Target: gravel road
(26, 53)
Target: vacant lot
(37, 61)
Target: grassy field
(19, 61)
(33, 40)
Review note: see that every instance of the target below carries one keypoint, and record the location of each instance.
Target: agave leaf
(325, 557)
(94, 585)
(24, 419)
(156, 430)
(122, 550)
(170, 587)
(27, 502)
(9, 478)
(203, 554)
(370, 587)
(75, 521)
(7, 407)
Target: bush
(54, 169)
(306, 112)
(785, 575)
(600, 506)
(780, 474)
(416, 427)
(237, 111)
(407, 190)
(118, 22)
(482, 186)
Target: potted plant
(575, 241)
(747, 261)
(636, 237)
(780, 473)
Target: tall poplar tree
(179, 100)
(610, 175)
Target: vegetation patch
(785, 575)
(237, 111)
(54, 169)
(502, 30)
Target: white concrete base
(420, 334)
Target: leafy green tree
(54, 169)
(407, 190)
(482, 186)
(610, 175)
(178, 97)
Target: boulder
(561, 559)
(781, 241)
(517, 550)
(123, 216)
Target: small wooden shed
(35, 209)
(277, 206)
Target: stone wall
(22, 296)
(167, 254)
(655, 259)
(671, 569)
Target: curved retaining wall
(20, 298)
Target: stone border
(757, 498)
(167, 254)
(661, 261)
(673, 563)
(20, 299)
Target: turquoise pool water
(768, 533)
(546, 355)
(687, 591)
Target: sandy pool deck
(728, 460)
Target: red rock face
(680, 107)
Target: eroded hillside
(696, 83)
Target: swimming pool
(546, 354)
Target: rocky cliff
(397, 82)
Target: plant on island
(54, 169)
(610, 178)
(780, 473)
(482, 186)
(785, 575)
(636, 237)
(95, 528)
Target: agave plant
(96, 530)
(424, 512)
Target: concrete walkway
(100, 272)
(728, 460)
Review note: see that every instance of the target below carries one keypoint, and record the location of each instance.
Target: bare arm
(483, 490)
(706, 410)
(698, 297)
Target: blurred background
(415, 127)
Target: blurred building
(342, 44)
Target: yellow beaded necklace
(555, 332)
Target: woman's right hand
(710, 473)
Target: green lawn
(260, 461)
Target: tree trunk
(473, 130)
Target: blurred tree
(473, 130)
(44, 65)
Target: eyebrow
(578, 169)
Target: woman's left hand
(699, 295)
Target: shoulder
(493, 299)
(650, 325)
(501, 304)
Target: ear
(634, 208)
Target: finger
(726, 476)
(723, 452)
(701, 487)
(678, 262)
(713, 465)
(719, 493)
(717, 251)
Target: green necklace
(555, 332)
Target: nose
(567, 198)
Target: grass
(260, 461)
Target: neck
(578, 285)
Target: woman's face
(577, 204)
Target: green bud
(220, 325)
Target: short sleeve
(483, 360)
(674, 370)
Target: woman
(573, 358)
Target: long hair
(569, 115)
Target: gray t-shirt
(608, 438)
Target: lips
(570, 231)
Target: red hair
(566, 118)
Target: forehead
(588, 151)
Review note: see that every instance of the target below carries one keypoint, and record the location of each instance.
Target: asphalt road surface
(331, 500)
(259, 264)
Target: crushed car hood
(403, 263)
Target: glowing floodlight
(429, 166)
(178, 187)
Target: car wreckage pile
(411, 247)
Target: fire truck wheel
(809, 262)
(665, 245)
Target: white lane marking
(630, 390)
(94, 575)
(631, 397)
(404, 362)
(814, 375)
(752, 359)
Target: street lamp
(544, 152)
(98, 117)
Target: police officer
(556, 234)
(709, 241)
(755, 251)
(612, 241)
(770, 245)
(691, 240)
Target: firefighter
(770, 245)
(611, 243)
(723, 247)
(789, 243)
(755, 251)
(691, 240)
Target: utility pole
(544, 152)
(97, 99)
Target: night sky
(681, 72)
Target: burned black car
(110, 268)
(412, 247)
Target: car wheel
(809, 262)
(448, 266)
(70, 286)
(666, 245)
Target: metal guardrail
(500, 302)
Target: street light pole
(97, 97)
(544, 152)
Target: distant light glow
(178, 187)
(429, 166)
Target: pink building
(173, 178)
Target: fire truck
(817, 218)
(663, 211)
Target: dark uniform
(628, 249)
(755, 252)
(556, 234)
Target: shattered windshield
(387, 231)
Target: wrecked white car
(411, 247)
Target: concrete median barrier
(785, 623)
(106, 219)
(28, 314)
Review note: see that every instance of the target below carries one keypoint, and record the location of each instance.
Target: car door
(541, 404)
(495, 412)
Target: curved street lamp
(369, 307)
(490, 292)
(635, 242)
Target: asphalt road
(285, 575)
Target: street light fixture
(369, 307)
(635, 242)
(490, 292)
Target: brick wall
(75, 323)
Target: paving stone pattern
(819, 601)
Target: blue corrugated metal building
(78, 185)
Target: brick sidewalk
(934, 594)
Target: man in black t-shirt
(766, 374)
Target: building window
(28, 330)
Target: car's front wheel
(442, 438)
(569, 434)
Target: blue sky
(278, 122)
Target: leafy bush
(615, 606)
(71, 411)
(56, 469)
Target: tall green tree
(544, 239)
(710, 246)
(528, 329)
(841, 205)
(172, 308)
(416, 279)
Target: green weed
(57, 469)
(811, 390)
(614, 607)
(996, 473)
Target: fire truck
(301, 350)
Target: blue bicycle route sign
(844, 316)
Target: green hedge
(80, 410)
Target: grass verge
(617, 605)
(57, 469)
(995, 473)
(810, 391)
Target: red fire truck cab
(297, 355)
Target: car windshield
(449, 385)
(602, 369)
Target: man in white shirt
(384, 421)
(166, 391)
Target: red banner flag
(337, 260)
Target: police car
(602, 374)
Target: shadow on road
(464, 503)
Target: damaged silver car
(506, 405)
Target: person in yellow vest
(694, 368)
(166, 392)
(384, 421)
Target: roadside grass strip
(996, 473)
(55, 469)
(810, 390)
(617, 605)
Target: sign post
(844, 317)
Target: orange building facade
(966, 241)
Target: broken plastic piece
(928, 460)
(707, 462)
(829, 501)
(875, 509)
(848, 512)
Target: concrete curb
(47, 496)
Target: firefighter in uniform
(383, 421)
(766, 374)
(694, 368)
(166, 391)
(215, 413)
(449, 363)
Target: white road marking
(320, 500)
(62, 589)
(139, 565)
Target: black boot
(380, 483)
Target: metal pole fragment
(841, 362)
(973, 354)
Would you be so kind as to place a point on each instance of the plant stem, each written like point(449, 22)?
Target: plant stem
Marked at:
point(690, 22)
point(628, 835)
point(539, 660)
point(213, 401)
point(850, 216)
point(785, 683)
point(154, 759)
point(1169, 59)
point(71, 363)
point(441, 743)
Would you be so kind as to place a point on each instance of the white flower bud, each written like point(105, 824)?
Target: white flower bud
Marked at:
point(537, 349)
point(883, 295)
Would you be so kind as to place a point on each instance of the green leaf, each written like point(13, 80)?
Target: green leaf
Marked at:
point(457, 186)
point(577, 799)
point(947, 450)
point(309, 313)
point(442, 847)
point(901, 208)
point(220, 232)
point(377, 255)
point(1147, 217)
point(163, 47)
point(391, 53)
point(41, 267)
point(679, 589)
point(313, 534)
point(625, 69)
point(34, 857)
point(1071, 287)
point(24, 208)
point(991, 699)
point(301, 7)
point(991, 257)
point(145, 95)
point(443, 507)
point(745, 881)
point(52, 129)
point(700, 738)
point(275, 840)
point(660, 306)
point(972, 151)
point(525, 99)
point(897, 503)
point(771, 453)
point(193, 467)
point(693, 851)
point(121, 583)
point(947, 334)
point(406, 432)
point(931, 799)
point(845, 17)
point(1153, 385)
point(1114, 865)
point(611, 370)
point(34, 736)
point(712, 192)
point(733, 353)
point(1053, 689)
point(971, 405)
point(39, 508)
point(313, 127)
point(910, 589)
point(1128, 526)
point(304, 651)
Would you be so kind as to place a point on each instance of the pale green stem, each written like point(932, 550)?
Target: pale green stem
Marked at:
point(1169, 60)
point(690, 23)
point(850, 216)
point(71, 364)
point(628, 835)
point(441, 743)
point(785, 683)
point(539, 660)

■ ■ ■ ■

Task requirements »
When the word "like" shows up in a line of the entries, report that line.

Exercise response »
Would you be so kind as to place a point on each instance of the plant stem, each written like point(449, 22)?
Would you be so kind as to place a point on each instance of the white flower bud, each written like point(105, 824)?
Would you be so kind as to place a point on each instance of the green leaf, each written like point(13, 80)?
Would you be so kind as to place a point on each instance of the pale green stem, each written like point(932, 550)?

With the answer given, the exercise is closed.